Natural-language object grounding data
━━━━━━
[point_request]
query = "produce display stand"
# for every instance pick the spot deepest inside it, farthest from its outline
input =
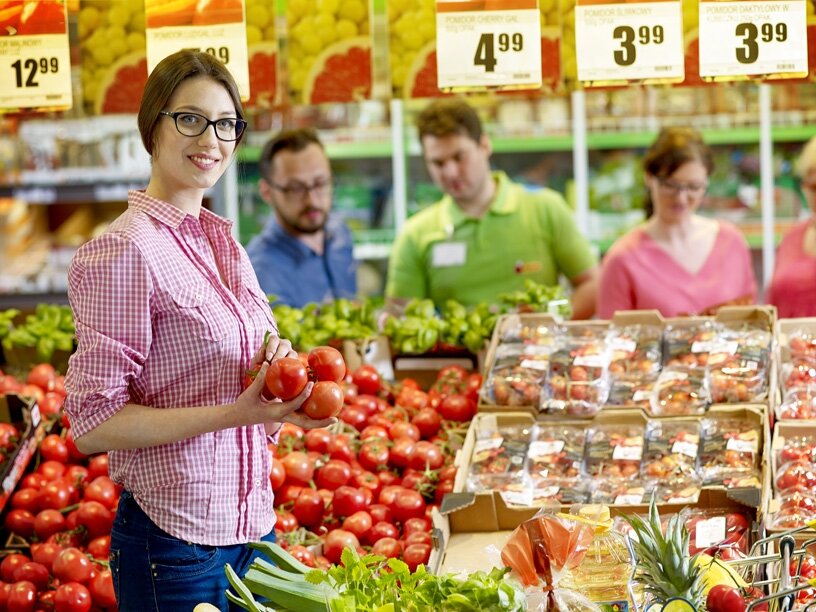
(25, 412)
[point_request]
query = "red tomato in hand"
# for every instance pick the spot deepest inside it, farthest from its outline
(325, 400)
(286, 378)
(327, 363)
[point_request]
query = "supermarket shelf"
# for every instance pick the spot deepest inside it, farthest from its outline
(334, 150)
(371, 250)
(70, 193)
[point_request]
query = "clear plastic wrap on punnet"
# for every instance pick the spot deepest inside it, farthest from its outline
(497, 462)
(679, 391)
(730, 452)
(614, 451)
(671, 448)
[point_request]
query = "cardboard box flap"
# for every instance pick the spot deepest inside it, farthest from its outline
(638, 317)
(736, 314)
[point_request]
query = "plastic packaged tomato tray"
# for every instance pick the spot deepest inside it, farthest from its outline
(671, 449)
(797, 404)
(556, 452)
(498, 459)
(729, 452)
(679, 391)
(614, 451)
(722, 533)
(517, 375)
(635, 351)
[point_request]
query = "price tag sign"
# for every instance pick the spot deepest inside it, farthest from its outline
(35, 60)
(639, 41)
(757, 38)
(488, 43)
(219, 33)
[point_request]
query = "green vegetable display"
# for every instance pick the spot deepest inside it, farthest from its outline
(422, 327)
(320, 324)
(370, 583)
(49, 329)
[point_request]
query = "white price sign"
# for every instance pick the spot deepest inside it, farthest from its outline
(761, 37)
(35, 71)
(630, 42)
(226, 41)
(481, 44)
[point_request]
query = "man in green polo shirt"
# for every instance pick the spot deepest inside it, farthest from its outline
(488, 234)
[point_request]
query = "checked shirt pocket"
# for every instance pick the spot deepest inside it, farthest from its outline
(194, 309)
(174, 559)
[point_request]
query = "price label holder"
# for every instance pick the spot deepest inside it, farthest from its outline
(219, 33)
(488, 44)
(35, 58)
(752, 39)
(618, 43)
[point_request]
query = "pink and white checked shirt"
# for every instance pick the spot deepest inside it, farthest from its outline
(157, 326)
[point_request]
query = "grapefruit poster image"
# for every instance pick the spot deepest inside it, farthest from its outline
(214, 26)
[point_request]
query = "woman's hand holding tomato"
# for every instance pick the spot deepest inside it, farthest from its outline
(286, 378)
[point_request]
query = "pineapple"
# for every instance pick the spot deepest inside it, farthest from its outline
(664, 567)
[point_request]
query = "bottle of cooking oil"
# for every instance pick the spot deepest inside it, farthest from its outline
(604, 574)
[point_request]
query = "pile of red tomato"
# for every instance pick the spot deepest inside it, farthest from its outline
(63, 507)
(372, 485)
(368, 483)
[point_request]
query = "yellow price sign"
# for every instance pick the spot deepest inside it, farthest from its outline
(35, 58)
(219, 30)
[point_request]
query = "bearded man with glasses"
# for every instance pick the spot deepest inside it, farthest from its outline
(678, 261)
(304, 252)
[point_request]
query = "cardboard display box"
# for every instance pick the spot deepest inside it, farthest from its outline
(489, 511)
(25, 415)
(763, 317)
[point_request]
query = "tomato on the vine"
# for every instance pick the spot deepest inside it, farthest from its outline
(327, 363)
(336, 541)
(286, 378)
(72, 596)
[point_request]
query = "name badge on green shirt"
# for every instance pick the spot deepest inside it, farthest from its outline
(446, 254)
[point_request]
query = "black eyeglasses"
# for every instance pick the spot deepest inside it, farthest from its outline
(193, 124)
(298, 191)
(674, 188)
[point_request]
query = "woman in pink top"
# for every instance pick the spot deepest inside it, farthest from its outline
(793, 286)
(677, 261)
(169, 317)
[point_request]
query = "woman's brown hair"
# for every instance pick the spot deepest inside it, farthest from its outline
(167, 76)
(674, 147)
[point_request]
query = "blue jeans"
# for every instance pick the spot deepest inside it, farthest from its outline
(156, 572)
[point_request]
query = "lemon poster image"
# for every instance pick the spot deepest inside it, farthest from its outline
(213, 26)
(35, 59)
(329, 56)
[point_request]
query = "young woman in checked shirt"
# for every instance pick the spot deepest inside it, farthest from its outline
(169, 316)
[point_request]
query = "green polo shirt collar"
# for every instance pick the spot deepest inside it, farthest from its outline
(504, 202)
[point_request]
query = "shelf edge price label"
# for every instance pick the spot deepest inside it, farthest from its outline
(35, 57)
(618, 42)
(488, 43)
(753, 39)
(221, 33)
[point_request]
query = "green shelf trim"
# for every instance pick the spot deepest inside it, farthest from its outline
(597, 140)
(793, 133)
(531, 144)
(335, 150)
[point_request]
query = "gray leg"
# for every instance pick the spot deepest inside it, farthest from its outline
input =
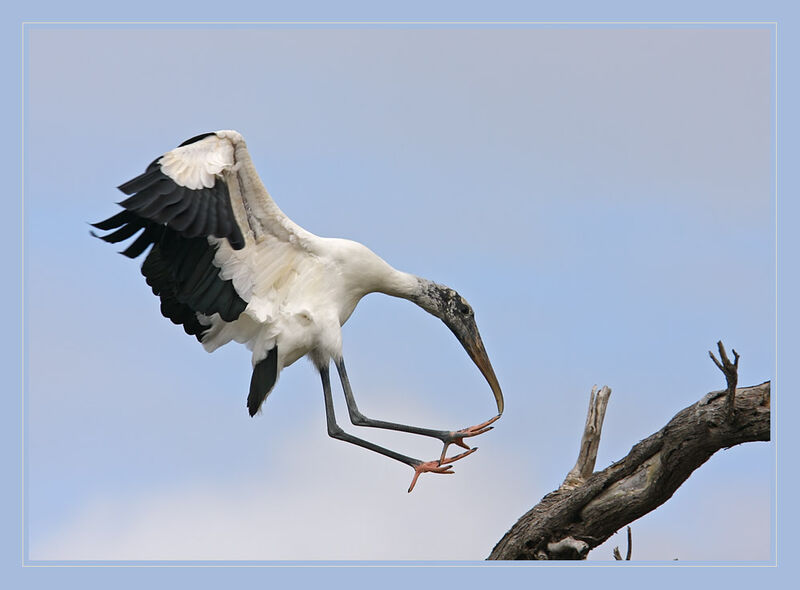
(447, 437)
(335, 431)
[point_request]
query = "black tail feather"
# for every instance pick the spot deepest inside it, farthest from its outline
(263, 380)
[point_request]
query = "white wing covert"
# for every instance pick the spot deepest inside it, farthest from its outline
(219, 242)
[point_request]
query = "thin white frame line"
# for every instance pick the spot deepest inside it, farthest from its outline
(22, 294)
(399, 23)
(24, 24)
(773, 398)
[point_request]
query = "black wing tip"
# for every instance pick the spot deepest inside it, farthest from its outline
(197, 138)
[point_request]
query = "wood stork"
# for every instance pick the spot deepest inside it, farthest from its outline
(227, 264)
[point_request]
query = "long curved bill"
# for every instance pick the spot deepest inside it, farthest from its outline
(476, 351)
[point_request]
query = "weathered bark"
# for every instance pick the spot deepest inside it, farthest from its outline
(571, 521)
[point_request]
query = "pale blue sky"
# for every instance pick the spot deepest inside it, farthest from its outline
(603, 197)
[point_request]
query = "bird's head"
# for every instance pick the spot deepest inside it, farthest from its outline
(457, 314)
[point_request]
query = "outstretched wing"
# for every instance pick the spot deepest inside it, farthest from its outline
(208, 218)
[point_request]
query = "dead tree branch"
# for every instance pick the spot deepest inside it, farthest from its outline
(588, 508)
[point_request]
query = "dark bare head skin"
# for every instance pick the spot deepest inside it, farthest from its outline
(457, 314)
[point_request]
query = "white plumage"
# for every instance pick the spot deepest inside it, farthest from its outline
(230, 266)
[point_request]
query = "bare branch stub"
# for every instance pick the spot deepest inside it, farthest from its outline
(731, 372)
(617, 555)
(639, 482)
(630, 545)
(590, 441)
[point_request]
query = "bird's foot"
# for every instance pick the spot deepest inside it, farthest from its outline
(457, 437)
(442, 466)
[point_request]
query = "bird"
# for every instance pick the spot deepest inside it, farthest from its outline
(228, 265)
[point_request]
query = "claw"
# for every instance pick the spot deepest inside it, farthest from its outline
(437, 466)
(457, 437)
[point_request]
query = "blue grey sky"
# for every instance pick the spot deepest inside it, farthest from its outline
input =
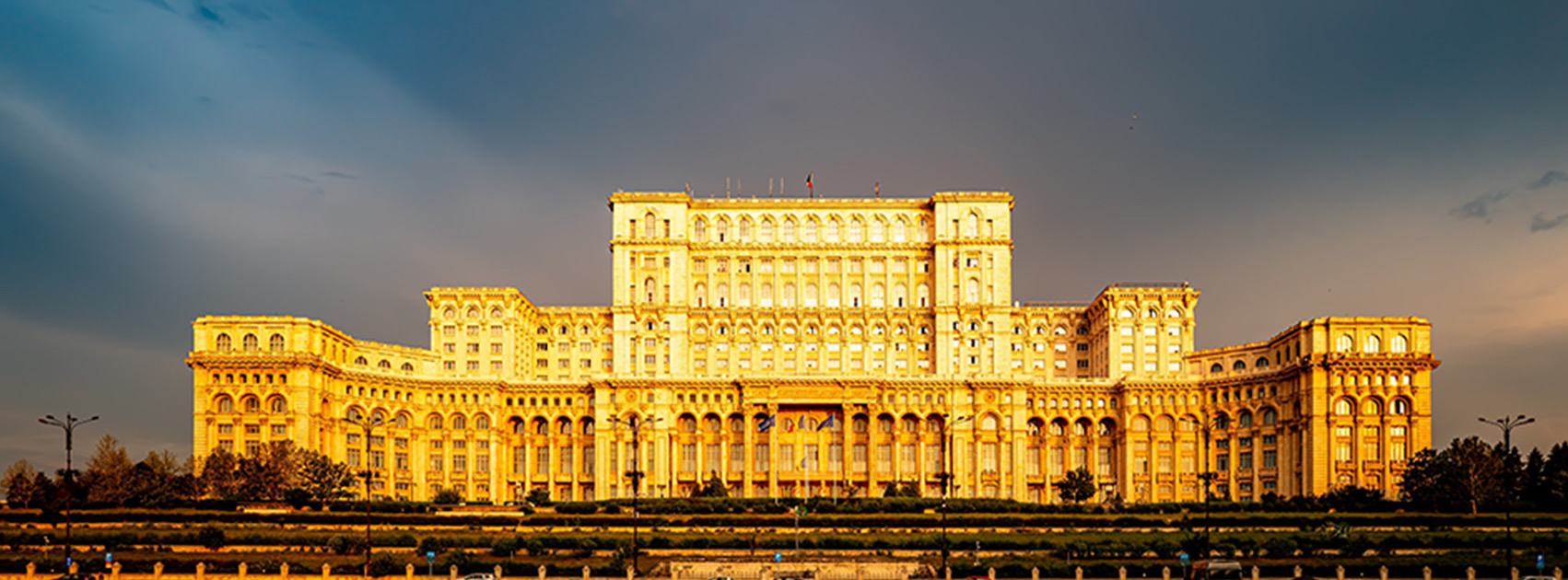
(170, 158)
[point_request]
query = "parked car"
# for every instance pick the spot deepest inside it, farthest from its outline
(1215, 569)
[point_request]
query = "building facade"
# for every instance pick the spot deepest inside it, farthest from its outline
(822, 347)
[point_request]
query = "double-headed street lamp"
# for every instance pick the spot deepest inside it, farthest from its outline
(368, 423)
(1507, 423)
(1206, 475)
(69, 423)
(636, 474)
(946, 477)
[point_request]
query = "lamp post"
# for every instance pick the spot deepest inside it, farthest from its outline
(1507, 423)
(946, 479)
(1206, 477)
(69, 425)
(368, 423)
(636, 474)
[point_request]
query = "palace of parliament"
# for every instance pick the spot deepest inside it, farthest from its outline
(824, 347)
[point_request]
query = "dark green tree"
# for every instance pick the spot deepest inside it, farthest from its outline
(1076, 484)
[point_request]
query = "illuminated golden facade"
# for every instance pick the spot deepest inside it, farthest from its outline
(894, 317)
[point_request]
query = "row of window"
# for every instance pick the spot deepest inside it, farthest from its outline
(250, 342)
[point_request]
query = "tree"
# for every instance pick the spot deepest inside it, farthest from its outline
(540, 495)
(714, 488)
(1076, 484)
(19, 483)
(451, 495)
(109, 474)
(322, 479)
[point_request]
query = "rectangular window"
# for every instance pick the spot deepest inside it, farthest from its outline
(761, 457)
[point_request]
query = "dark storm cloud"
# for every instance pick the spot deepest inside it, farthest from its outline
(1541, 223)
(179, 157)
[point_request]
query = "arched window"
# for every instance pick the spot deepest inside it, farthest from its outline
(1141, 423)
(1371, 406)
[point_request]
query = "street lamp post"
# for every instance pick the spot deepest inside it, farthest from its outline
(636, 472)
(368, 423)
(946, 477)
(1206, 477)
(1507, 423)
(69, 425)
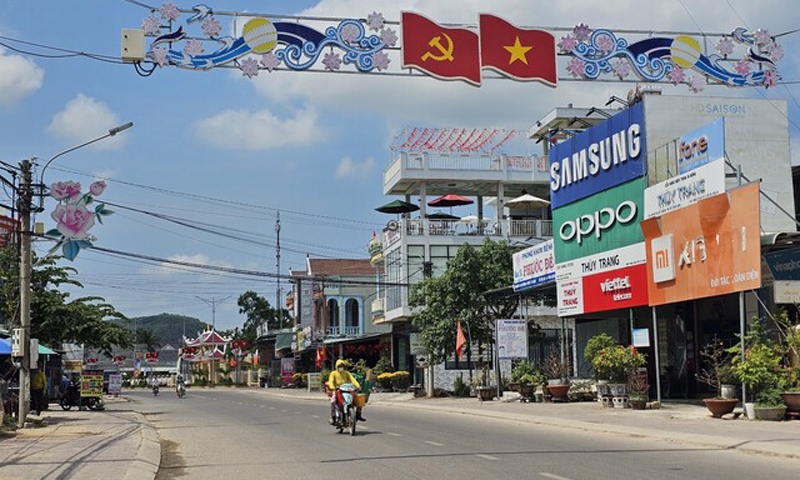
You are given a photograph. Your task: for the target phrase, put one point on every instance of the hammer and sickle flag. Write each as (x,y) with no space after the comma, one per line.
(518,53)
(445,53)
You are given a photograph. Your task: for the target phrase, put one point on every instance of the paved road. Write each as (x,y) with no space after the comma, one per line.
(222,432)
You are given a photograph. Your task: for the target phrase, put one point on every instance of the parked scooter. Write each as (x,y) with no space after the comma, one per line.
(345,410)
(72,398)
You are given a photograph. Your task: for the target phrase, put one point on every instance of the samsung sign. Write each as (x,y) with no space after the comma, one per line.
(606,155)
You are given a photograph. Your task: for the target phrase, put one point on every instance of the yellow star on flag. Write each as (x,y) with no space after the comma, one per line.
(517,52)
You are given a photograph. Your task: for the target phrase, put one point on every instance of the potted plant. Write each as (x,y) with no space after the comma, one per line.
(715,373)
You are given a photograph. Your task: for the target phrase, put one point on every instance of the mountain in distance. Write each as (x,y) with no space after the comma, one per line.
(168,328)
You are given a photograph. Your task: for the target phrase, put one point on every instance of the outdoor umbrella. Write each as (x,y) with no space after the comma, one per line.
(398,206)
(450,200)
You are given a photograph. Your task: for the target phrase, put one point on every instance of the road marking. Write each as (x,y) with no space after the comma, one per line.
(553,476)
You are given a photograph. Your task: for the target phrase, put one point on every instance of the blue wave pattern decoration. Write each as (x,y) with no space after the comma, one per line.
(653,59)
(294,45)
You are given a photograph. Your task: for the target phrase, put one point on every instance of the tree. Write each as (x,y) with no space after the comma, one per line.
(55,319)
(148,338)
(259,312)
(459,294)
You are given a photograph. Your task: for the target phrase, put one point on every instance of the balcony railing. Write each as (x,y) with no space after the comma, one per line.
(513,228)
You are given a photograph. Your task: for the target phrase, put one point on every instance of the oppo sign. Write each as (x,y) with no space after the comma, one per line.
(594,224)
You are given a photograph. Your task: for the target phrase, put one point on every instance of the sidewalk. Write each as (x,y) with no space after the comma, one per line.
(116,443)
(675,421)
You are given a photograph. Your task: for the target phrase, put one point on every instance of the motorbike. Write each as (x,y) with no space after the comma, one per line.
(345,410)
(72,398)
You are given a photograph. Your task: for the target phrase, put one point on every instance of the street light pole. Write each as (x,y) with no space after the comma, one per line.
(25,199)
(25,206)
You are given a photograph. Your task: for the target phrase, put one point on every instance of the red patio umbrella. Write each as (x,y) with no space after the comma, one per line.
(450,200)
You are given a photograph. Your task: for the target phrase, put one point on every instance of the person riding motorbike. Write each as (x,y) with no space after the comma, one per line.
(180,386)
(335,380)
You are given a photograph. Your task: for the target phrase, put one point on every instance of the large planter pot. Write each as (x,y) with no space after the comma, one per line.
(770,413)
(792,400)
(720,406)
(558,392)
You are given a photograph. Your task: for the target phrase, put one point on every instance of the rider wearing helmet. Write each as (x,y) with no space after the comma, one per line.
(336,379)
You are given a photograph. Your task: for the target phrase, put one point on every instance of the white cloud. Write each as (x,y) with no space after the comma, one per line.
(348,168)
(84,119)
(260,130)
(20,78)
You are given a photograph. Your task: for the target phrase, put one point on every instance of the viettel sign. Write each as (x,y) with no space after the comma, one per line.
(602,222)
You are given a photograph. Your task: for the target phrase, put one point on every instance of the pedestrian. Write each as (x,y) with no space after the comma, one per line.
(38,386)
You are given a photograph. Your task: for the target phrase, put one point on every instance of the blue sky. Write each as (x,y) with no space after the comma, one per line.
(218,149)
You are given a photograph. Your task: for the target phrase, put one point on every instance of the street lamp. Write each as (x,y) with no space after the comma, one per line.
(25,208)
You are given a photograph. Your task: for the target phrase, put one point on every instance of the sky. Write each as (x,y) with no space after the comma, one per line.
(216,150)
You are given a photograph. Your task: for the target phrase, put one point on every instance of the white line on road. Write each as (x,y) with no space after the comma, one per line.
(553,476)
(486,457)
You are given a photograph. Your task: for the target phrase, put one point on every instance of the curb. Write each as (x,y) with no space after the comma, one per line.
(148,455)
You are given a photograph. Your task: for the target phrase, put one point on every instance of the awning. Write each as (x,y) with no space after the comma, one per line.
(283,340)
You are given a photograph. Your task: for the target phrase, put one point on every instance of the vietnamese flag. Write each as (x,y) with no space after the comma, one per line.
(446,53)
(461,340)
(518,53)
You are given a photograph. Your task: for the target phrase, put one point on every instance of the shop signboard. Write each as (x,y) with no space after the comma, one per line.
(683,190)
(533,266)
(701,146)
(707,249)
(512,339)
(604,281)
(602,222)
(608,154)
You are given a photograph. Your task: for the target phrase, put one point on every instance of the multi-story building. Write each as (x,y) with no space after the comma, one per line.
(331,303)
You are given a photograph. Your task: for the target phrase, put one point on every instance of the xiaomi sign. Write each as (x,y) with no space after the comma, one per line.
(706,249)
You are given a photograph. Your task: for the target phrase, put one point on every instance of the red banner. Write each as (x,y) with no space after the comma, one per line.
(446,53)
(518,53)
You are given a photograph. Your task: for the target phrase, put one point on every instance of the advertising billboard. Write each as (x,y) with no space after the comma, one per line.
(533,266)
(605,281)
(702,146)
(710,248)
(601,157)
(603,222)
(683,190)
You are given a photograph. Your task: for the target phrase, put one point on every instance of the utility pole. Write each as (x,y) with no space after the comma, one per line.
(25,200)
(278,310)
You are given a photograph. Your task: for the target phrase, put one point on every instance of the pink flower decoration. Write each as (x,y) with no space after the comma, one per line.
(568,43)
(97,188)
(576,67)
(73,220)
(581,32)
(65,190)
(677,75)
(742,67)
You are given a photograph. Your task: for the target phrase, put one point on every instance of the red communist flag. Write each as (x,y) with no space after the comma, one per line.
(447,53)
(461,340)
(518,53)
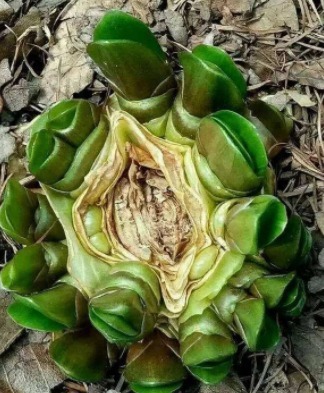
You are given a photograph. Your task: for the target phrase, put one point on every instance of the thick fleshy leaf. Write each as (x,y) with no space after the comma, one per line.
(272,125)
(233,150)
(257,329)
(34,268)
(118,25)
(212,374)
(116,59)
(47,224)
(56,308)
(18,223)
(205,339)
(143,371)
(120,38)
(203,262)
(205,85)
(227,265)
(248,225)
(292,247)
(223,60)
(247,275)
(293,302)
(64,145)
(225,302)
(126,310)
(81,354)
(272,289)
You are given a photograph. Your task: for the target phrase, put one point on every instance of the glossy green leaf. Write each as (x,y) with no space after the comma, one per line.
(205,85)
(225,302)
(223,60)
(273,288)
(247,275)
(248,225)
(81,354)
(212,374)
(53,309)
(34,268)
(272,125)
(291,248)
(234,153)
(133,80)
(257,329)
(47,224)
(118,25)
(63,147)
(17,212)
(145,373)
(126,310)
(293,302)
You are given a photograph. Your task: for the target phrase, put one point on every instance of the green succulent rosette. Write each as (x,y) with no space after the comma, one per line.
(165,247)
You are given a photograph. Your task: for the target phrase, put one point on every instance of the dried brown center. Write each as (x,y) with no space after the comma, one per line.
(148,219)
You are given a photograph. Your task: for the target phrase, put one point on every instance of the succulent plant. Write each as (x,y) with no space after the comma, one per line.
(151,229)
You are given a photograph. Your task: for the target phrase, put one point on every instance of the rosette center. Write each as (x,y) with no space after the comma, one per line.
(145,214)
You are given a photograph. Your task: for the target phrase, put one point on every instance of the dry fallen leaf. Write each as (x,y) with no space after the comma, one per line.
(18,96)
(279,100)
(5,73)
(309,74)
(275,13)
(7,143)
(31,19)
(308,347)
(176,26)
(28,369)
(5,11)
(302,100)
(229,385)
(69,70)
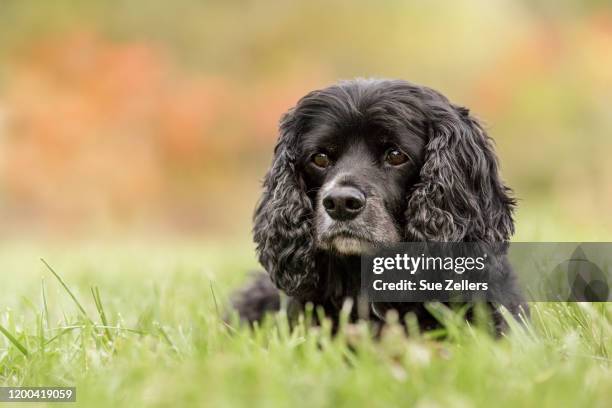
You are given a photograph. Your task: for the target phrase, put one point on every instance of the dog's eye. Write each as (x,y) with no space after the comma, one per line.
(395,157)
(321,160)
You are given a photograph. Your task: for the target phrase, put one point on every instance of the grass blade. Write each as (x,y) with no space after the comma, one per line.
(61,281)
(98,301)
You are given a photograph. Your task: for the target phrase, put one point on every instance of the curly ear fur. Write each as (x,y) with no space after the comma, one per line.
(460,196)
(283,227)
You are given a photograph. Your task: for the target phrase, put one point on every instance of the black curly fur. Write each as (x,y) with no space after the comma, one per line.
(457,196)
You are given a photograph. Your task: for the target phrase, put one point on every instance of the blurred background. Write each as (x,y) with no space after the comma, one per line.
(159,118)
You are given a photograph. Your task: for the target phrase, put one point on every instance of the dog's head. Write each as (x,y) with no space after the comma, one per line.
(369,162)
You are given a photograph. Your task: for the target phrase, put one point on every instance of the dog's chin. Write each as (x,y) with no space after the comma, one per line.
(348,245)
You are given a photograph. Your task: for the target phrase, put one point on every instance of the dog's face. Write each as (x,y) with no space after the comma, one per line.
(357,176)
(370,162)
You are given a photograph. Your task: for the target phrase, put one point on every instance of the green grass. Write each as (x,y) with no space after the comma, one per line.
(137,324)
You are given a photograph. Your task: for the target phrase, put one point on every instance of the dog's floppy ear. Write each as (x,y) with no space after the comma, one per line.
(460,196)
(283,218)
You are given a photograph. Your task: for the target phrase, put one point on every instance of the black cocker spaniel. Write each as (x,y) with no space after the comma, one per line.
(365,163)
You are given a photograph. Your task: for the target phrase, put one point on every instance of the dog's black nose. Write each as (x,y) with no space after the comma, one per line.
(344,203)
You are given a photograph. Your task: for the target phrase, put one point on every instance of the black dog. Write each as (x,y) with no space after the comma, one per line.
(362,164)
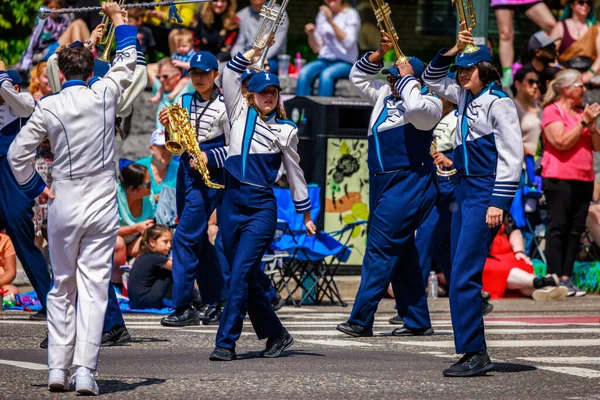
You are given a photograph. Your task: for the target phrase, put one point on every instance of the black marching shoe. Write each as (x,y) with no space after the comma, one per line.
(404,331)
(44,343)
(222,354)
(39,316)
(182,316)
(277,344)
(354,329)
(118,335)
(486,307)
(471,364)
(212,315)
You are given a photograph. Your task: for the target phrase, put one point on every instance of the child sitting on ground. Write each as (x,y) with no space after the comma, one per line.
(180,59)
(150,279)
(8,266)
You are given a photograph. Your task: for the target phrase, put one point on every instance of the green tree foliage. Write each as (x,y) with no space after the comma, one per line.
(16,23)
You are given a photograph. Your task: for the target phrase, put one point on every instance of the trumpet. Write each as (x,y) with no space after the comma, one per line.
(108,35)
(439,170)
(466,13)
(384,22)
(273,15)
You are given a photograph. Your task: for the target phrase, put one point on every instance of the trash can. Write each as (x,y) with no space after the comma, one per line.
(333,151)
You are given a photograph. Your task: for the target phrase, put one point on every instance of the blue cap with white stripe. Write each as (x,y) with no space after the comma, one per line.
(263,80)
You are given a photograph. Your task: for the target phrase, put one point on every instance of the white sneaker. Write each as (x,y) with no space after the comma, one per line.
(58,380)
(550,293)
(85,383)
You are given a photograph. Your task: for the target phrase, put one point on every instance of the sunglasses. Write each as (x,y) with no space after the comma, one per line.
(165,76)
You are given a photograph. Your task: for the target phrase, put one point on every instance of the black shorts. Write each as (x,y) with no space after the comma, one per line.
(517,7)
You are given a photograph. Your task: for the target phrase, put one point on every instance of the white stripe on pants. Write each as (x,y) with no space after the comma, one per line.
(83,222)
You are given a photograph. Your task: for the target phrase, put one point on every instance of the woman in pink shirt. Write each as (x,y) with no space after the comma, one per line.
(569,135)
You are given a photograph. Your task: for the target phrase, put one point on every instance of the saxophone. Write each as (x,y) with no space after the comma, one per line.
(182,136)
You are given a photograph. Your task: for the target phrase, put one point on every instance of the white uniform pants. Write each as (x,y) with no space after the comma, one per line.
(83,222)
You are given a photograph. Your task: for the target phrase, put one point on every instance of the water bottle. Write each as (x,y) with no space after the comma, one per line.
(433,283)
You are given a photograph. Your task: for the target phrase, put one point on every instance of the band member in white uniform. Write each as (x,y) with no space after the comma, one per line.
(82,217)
━━━━━━
**Prompt:** Wherever "dark" turns up in the records, copy the whole line.

**Result below:**
query = "dark bare head skin"
query = "dark green tree"
query = "dark storm cloud"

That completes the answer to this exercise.